• DATASET CONTENT:
◇ ◇ ◇ ◇ ◇ ◇ ◇

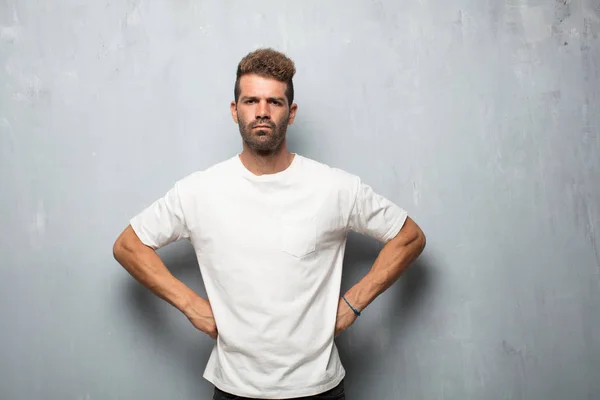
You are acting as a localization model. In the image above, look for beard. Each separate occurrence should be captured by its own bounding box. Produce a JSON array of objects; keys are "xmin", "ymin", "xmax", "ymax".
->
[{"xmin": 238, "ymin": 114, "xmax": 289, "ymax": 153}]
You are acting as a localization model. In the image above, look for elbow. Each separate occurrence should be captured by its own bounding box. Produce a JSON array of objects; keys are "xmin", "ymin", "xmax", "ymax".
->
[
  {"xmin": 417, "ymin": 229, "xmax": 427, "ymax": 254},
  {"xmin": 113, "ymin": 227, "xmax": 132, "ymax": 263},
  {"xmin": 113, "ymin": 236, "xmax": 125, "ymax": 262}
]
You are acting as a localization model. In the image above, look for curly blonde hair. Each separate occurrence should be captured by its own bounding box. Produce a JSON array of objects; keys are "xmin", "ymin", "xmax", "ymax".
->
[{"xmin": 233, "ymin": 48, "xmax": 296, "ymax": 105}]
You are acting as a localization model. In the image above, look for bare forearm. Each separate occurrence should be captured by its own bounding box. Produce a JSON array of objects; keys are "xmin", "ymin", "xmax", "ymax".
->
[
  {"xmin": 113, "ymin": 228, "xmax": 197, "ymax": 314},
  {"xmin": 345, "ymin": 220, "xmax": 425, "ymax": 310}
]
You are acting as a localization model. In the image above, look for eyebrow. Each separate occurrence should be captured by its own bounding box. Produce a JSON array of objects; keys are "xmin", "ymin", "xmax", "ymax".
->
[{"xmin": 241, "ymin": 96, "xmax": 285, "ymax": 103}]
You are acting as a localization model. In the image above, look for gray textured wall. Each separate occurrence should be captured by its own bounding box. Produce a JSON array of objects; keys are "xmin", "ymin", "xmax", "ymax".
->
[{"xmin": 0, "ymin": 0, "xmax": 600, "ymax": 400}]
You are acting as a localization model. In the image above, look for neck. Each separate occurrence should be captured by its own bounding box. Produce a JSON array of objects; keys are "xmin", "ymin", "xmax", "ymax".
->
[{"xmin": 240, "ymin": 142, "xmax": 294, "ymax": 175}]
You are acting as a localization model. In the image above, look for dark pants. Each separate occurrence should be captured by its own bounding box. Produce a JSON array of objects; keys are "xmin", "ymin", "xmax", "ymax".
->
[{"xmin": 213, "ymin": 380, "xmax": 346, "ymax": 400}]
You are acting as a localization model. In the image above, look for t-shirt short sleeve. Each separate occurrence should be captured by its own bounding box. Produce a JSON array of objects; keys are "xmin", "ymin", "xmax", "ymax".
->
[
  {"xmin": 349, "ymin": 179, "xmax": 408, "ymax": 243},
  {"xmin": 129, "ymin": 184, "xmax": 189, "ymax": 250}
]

◇ ◇ ◇ ◇ ◇ ◇ ◇

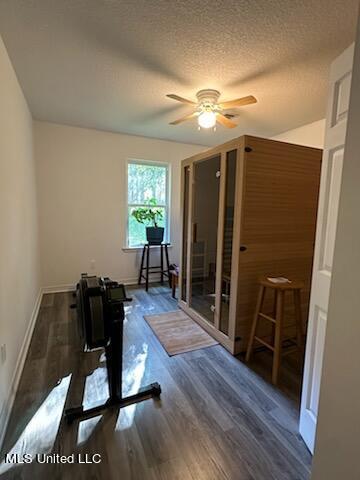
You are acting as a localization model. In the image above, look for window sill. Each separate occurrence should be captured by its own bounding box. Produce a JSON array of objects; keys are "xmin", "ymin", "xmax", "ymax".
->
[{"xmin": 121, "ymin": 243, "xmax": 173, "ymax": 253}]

◇ ◇ ◇ ◇ ◇ ◇ ◇

• EXERCISE INSTRUCTIONS:
Pick out and copy every line in the rows above that contains the word "textured". Case counts.

• EXERCISE ANSWER:
You are acting as a localization model. In the image above, look for gray textured wall. Each separate occurrence should be captured by its own bounding box. Produce a JSON array of objects; keys are "xmin", "ymin", "xmax", "ymax".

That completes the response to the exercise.